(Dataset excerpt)
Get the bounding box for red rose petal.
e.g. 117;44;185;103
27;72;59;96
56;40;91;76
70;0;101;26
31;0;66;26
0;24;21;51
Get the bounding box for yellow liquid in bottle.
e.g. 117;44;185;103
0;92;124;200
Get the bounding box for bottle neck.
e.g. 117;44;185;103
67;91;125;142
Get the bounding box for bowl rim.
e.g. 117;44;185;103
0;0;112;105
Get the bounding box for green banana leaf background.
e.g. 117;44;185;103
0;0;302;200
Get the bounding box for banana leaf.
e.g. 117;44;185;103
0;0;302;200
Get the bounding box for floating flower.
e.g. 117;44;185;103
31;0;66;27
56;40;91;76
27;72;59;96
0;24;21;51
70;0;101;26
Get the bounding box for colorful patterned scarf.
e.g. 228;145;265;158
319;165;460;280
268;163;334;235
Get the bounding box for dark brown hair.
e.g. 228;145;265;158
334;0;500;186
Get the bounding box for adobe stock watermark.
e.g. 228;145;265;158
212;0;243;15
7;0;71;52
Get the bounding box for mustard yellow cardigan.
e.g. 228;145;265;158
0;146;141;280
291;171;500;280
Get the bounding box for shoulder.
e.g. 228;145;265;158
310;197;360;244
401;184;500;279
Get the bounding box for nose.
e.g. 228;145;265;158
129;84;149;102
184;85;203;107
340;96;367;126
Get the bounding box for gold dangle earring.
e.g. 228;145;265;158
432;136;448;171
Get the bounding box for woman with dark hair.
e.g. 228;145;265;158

...

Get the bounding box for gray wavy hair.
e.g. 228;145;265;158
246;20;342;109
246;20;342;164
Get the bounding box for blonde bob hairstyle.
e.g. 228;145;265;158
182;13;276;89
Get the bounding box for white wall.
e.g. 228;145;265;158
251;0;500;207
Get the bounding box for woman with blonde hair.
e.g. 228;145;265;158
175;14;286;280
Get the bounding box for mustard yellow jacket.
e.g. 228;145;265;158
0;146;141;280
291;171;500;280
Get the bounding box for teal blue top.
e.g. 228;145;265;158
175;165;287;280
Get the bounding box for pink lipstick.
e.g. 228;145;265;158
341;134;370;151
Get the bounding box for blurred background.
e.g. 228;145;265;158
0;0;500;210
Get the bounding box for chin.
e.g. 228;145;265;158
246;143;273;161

---

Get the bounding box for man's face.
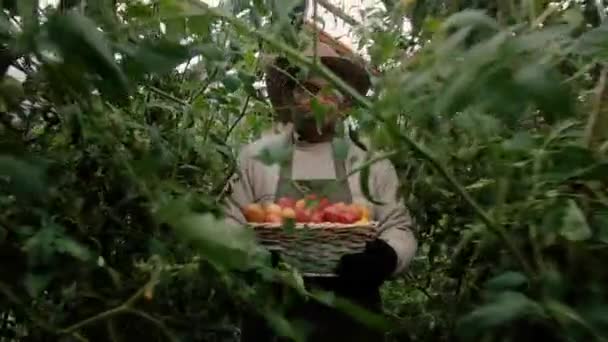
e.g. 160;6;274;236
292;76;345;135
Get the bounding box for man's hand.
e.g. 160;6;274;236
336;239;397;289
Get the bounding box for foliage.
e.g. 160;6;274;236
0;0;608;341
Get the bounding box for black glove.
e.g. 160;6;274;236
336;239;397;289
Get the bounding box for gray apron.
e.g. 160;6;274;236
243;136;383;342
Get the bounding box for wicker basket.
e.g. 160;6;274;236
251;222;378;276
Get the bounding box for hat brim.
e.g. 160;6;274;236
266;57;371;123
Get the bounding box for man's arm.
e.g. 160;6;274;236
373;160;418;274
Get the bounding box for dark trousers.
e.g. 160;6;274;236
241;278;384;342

§ **Task brief**: Format the part of the listing that opens with the line containing "Get the bounding box for hat brim." and closes with the line containing "241;278;384;342" as a Markdown table with the columns Row and Line, giving each line its own numbered row and skipping blank lines.

§ **Response to this exercise**:
| Row | Line |
|---|---|
| 1 | Get the bounding box for hat brim. |
| 2 | e.g. 160;6;274;236 |
| 3 | 266;57;371;123 |
| 4 | Get the bounding box for man's arm. |
| 5 | e.g. 160;6;274;236 |
| 6 | 373;160;418;274 |
| 7 | Get the bounding box for dark trousers. |
| 8 | e.g. 160;6;274;236 |
| 9 | 241;278;384;342 |